Make a tally of the lines in the records that include the string "class", and give only that number.

....

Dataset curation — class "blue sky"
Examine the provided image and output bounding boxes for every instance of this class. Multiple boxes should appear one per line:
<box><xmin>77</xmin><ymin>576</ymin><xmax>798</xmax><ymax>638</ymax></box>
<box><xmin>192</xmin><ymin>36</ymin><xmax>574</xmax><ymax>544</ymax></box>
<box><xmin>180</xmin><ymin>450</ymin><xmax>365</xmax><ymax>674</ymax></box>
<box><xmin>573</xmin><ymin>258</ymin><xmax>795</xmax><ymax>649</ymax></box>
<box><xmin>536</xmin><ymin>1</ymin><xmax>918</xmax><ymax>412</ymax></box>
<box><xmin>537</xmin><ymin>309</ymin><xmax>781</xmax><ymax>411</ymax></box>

....

WRITTEN SOLUTION: 2